* [Text shown]:
* * * *
Let There Be Light in the Dark Depths
A conversation with WHOI engineer Jonathan Howland
Jonathan Howland has worked as an engineer for 20 years in the Deep Submergence Lab at Woods Hole Oceanographic Institution, primarily developing systems for remotely operated vehicles. He led efforts to create the cameras and lights for the new Nereus vehicle.
[Fourth in a series of interviews with five WHOI engineers who developed the new deep-sea exploration vehicle Nereus, which successfully dove to Challenger Deep, the deepest part of the ocean, on May 31, 2009.]Oceanus: Many people might think that oceanographers use lights on deep-sea vehicles like headlights on cars: to see where they are and where they’re going. That’s not exactly right, is it?
Howland: We use lights to see where we are going, and what is right around us, but we can’t illuminate a very big piece of the seafloor at once. It’s hard to imagine how much you’re not seeing at any one time. If I told you to find a particular rock in a large field on a pitch-black night with a flashlight, it would take you a long time to find it. Your batteries would probably run out first. The lights on the vehicle exist solely for illumination for the cameras.
Oceanus: When you go under the ocean, how quickly do you need lights?
Howland: At night, right away. In the day, as soon as you get beyond the point where sunlight can penetrate. Even in the clearest water, beyond very shallow depths, you can’t effectively use any camera. Anything past 1,000 meters, it’s totally black. The only light is the light that we bring with us.
Oceanus: What kind of lights do you bring on Nereus?
Howland: When I started doing this kind of work years ago, we used strobe lights that would take ten or twelve seconds to recharge before we could take another picture. We thought that was pretty good at the time. With Nereus, we took advantage of advances in the electronics industry in high-brightness LEDs, or light-emitting diodes. LEDs are components of all sorts of everyday devices. Probably several conventional LED’s light up in your car to show you that something is on, or has a problem. You’re starting to see high-brightness LEDs in traffic lights and computer screens.
The LEDs give us many advantages for underwater use: They are very bright. They tolerate pressure. They are small point sources of light, so you can aim them where you want. You can also turn them on and off quickly, so that we make light only when we need to.
Oceanus: Why is that critical?
Howland: Unlike other remotely operated vehicles, Nereus doesn’t have power coming to it via a cable. It’s supported solely by batteries. We need to conserve battery power by making light only when necessary.
* * * *
* [Supplied material]:
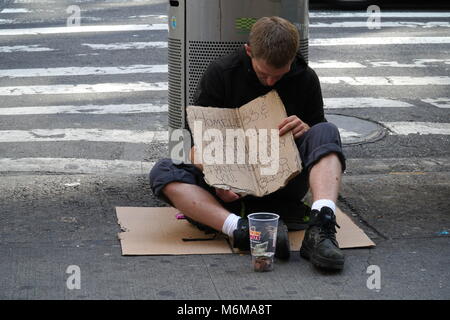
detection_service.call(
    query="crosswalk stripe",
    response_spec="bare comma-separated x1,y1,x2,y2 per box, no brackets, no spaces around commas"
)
0,103,168,116
422,98,450,108
309,21,450,28
320,76,450,86
0,128,168,144
0,23,168,36
0,59,450,78
0,8,31,13
0,121,450,144
81,41,168,50
0,82,168,96
309,59,450,69
309,37,450,47
309,10,450,18
322,97,414,110
382,121,450,135
0,76,444,96
0,44,54,53
0,158,154,175
0,65,168,78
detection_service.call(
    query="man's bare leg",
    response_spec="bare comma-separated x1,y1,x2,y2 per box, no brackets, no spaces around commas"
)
309,153,342,203
162,182,230,231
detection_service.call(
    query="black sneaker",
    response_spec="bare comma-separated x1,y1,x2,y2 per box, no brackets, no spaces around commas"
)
233,218,291,260
300,207,345,270
280,202,311,231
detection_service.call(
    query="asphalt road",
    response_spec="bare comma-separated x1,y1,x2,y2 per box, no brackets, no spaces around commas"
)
0,0,450,299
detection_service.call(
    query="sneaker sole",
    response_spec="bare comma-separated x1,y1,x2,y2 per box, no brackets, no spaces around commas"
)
300,245,345,270
311,254,344,270
275,222,291,260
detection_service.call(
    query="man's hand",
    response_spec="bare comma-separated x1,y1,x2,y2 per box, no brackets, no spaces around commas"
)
278,116,310,139
189,146,203,171
216,188,241,202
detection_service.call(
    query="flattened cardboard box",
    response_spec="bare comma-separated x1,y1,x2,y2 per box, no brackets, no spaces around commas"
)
116,207,375,255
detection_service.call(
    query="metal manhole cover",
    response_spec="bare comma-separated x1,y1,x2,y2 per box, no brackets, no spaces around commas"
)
325,114,386,144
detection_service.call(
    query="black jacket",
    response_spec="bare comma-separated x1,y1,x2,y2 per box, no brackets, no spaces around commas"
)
194,47,326,127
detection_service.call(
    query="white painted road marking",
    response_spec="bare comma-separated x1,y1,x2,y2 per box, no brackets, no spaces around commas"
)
0,23,168,36
0,104,168,116
309,37,450,47
382,121,450,135
324,97,414,110
0,65,168,78
0,82,168,96
0,122,450,144
0,128,169,144
309,10,450,18
309,59,450,69
82,41,168,50
0,44,54,53
309,21,450,28
320,76,450,86
422,98,450,108
0,158,155,175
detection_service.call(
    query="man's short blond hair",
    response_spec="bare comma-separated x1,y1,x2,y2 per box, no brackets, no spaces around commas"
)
248,17,300,68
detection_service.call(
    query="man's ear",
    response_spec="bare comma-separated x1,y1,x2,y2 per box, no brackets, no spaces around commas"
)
244,44,252,58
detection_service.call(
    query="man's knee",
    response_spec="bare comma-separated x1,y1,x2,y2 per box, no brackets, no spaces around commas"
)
309,122,341,142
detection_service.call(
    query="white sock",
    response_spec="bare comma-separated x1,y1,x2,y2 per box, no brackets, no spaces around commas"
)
222,213,241,237
311,199,336,214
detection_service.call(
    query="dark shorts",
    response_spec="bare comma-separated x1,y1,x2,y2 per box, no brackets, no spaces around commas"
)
150,122,345,216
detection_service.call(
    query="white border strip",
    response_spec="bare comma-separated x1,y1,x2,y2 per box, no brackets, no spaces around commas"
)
0,103,168,116
0,128,169,144
0,64,168,78
0,23,168,36
382,121,450,135
309,37,450,47
0,158,155,175
0,82,168,96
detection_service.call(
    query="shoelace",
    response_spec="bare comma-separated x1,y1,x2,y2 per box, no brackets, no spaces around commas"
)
313,216,341,242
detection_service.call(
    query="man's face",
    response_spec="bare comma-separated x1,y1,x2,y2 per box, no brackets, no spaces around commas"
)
246,45,292,87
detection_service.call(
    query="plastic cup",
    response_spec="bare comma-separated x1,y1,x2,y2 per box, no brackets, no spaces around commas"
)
248,212,280,272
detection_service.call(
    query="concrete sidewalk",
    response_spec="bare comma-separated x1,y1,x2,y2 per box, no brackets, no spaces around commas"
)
0,159,450,300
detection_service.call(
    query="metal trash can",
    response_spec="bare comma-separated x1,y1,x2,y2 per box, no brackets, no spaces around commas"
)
168,0,309,153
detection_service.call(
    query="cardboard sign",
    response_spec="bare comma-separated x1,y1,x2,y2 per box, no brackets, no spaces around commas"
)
116,207,375,255
187,90,302,197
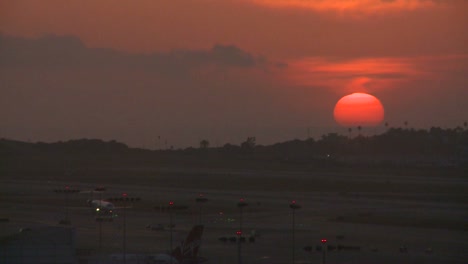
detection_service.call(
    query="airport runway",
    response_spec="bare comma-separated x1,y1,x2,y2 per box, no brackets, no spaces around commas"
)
0,170,468,264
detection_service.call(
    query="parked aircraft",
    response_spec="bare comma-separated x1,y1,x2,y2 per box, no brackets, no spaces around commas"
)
110,225,206,264
88,200,116,214
148,225,206,264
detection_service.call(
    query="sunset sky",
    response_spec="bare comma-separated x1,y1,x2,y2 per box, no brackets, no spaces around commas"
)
0,0,468,148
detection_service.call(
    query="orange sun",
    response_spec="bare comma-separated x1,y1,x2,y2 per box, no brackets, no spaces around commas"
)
333,93,384,127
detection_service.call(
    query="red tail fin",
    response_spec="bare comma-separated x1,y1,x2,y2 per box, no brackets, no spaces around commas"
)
171,225,203,263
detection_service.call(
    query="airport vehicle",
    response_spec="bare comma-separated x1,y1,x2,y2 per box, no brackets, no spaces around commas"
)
88,200,116,214
110,225,206,264
147,225,206,264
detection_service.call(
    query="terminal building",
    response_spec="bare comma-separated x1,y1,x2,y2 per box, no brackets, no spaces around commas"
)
0,226,78,264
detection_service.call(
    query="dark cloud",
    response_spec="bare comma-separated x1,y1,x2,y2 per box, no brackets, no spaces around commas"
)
0,35,264,75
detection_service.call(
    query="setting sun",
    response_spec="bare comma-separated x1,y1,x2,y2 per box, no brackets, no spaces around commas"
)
333,93,384,127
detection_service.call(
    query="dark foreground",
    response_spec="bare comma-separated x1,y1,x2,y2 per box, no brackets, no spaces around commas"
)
0,169,468,264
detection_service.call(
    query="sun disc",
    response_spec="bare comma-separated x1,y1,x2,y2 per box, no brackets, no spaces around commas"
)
333,93,385,127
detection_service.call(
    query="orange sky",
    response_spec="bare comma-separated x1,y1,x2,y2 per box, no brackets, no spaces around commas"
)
0,0,468,146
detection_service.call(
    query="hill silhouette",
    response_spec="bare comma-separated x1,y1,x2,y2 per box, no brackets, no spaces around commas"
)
0,127,468,180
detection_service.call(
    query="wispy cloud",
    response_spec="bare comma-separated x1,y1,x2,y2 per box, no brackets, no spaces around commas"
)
283,55,468,93
251,0,450,13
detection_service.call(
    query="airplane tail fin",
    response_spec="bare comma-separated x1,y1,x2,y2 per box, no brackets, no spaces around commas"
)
171,225,203,263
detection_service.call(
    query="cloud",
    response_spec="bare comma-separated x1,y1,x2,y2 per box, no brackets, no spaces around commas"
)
282,55,468,94
251,0,452,13
0,35,265,75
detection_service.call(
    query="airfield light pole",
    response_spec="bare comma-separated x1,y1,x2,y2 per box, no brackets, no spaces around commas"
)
320,238,327,264
168,201,174,264
94,187,106,259
236,198,248,264
195,193,208,225
122,193,128,264
289,200,301,264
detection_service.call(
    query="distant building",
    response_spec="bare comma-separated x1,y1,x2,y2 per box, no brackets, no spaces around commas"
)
0,226,78,264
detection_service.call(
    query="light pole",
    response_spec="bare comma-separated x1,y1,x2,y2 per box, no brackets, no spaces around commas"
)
122,193,128,264
236,198,248,264
94,187,106,262
195,193,208,225
168,201,174,264
289,200,301,264
320,238,328,264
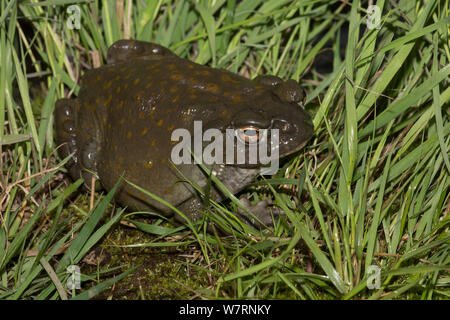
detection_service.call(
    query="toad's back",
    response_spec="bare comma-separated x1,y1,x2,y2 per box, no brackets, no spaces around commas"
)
56,40,312,222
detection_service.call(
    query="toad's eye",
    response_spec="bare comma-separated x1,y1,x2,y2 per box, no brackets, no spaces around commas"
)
236,126,261,143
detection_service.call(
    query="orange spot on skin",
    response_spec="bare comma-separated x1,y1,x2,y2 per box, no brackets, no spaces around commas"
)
103,80,112,89
170,73,183,81
220,73,234,82
231,93,242,102
205,83,220,93
145,160,153,169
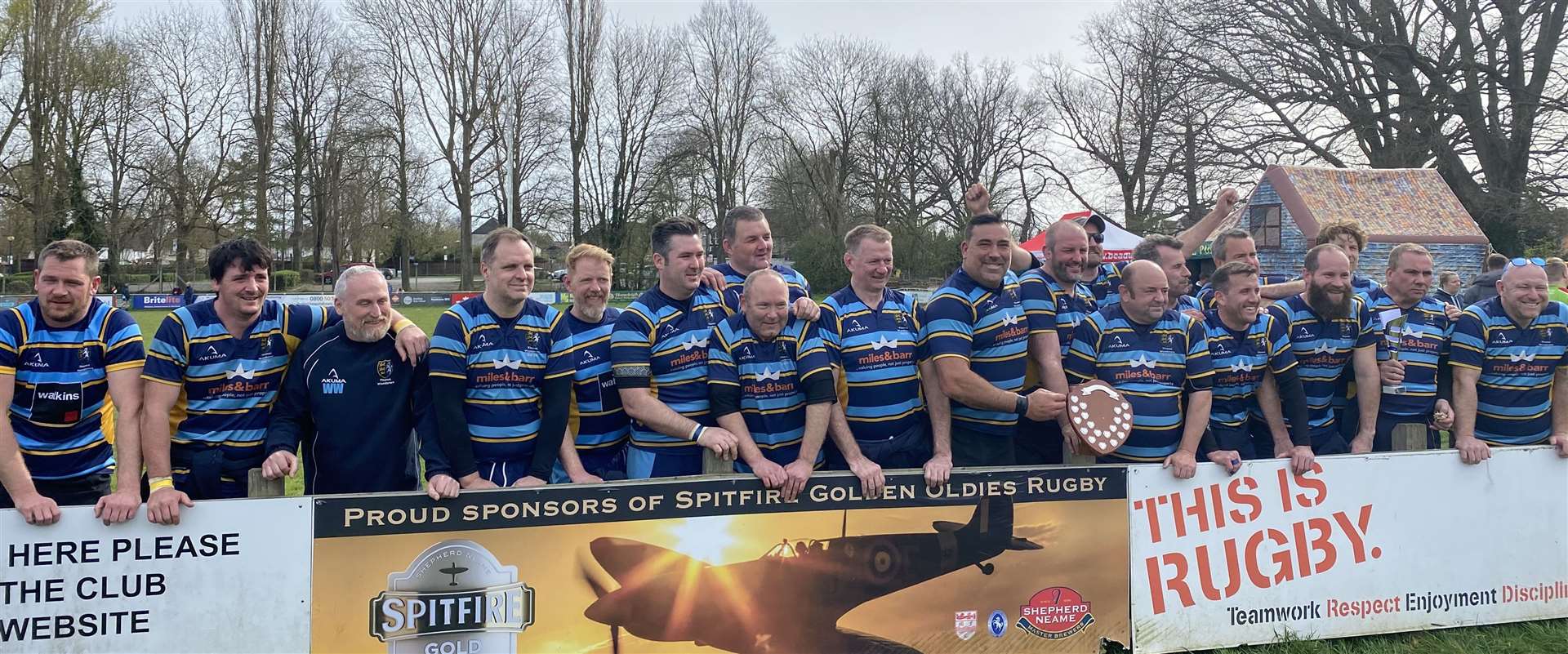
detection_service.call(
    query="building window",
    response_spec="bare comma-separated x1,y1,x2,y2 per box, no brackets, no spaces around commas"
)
1248,204,1281,247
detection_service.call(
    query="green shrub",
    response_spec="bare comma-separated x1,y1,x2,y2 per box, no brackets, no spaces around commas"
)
5,273,33,295
273,269,300,290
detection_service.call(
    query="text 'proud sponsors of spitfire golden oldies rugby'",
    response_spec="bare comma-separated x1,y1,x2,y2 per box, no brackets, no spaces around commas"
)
310,467,1130,654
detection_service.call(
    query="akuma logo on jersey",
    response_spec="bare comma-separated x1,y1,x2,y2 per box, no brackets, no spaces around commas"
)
322,368,348,395
1018,586,1094,640
370,541,535,654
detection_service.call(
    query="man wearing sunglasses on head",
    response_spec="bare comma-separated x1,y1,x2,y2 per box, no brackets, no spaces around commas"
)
1449,257,1568,465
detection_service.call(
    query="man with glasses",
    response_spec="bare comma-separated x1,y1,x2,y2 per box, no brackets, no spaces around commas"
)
1450,257,1568,465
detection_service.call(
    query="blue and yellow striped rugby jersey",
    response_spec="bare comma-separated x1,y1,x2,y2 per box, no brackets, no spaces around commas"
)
920,268,1029,436
1365,287,1454,416
610,287,729,453
1268,295,1380,431
1449,298,1568,446
1203,309,1295,431
714,262,811,314
1018,267,1094,354
141,300,342,475
1063,303,1214,461
1096,262,1205,312
1196,273,1300,310
0,298,146,480
563,307,632,452
707,315,833,465
817,287,925,441
430,295,572,463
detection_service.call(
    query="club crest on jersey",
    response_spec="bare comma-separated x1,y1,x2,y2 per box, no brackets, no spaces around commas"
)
953,610,980,640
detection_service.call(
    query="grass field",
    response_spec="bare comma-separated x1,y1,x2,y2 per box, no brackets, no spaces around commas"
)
130,306,1568,654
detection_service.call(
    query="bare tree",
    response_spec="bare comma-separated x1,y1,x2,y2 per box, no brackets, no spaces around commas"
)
559,0,604,243
687,0,773,232
225,0,284,243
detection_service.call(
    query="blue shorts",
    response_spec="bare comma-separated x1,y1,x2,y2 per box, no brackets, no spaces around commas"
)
735,443,823,475
626,446,702,480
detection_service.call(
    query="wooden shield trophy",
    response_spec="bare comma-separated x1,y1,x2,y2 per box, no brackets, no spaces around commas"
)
1068,381,1132,455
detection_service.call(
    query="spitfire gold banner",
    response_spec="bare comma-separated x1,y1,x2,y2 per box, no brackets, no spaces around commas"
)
310,467,1130,654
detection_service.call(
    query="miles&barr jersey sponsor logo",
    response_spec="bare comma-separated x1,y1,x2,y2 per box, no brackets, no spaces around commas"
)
370,540,535,654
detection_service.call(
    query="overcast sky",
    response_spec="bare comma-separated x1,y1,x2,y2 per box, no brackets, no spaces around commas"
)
608,0,1115,63
113,0,1115,65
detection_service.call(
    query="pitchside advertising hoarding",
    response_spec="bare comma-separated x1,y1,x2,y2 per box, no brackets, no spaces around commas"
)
0,497,310,654
1127,447,1568,654
310,467,1130,654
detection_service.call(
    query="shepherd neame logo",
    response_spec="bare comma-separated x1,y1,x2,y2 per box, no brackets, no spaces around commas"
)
370,541,533,654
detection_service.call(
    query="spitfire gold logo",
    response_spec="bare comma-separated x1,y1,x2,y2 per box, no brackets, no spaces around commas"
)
370,541,533,654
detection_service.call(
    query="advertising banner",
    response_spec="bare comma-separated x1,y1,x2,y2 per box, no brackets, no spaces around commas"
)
1127,447,1568,654
130,295,185,309
0,497,310,654
310,467,1130,654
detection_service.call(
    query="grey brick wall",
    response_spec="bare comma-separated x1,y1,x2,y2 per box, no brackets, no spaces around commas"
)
1251,180,1486,284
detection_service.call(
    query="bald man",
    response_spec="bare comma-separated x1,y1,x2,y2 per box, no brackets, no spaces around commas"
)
707,268,835,502
1449,259,1568,465
1067,260,1214,478
1016,221,1094,465
1268,245,1382,456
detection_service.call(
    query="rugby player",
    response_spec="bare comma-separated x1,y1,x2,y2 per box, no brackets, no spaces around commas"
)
1067,260,1214,478
920,213,1067,465
817,225,953,496
430,228,574,489
1450,257,1568,465
1268,245,1379,456
1365,243,1454,452
0,240,146,524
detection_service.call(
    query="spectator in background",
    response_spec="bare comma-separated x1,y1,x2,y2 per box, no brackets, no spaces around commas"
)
1546,257,1568,305
1065,260,1214,478
262,265,442,499
550,243,632,483
0,240,145,524
430,228,576,489
1459,252,1508,309
920,213,1067,465
1268,245,1380,456
1432,269,1464,309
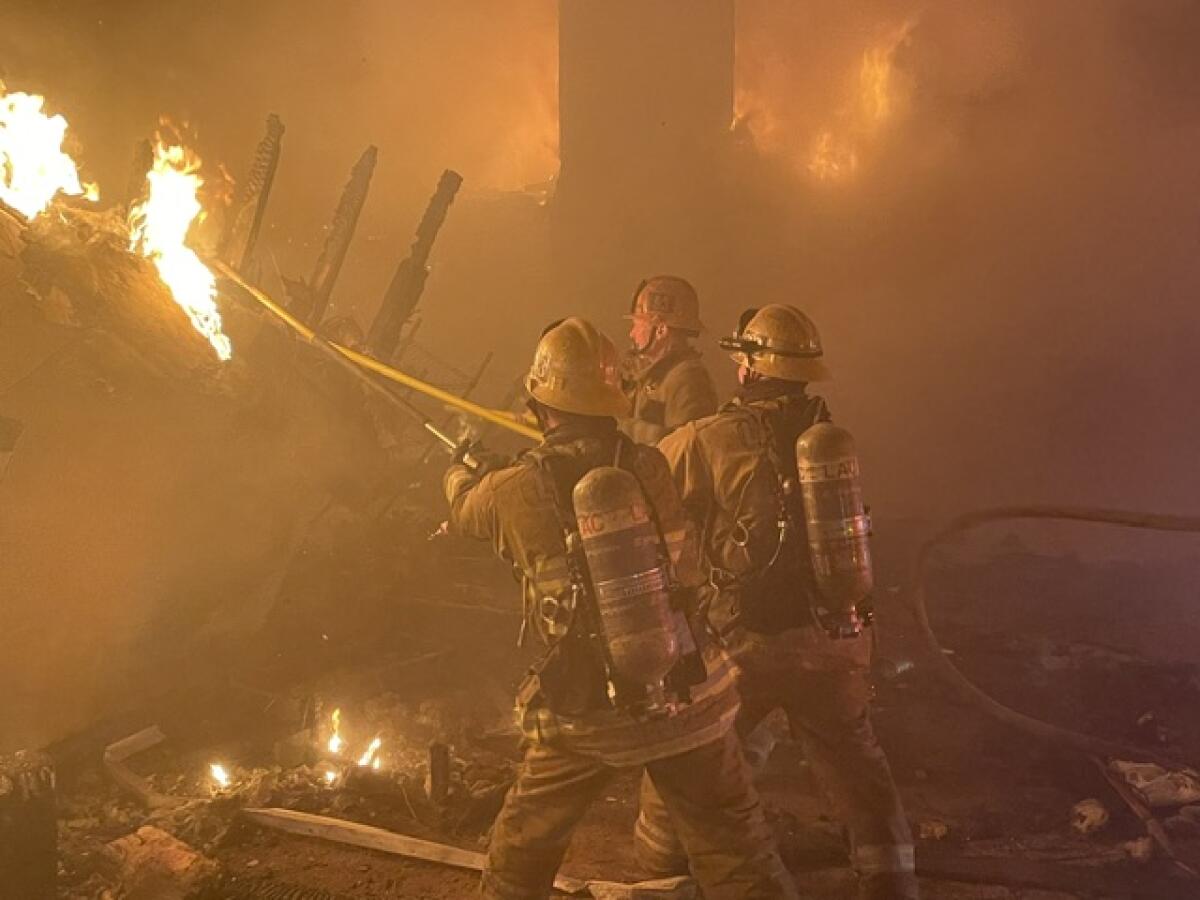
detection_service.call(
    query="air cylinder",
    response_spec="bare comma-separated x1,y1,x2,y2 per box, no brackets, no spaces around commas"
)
572,466,679,686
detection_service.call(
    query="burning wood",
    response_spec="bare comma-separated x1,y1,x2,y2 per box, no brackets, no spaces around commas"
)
130,137,233,360
0,82,100,218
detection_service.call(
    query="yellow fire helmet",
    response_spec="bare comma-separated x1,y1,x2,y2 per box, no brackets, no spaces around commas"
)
526,317,629,416
720,304,833,382
625,275,704,335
* * * *
* [What is asked]:
#1 State how many lines of the listing contain the string "yellow", treating case as significant, and reply with the number alone.
#2 Pick up the interview on deep-sea vehicle lighting and continue it past its final sentence.
The text and the listing come from unrelated sources.

* [The replies]:
#1 2

#2
If you don’t need to look at something all the time, you don’t want to make light all the time. To save power, if the camera shutter is open for only 10 milliseconds, we only make 10 milliseconds’ worth of light. If the vehicle is driving above the seafloor, and there’s featureless mud that you don’t need to look at closely to study or sample, you don’t need to see images continually at the conventional video camera rate of 30 frames a second. You can slow down the shuttering rate and lighting, and see the seafloor as a set of still frames. When we get to something we really want to examine, we can speed up the cameras and lights to observe full motion.
And beyond our power constraints, we also didn’t have the payload on Nereus to bring down many different types of cameras. Typically, underwater vehicles carry both a still camera and video cameras, each of which is optimized for different tasks. We compromised and built a reasonably high-quality still camera that could run at a higher rate of 30 frames per second to get video-type imaging.
Remember that Nereus is a hybrid vehicle that operates as a tethered remotely operated vehicle (ROV) and also as a free-swimming, autonomous underwater vehicle (AUV). We had to take a different approach for AUV mode.
Oceanus: Would you explain how?
Howland: First, you have to understand that light doesn’t behave the same way in water as it does in air. Different frequencies of light get filtered out by the water at different rates. For example, red light is absorbed by water very quickly. You can make all the red light you want, but you’ve wasted your power making light you don’t use because it doesn’t penetrate far enough.
When Nereus is in its AUV mode, we’re flying the vehicle higher above the seafloor, taking snapshots as we drive along to make maps of broad areas. We use only blue-green light, because it penetrates through water better than other frequencies. The camera we use is sensitive to the same blue-green light that we’re putting out. This lets us get more range for the same amount of power. But the trade-off is that because we are sensing only one band of light frequencies, we only get monochromatic, black-and-white images.
Oceanus: And when Nereus changes into its ROV mode?
Howland: We change the lights and camera and run them more or less continuously with white LEDs that emit a wide range of frequencies. When Nereus is an ROV, we are examining and manipulating things at close range. Pilots need to see continuously when they use the manipulator arm to perform tasks, and human brains need color to recognize and discern things.
Oceanus: Would you describe the lighting apparatus?
Howland: There are several pieces to it, and many teams of people were involved. A WHOI engineer named Norman Farr designed what we call “pucks, in which there are 16 LEDs nestled in a parabolic reflector coated with a shiny reflective surface. Another team worked on a custom piece of electronics to control the lights. That controller, which draws power from Nereus’s battery system, has to emit pulses of light, triggered by the camera. The whole assembly goes into a pressure-compensation system that keeps water out and is filled with non-conducting fluid that doesn’t compress like air and compensates for the pressure 11 kilometers under the water.
Oceanus: No doubt you encountered unanticipated problems.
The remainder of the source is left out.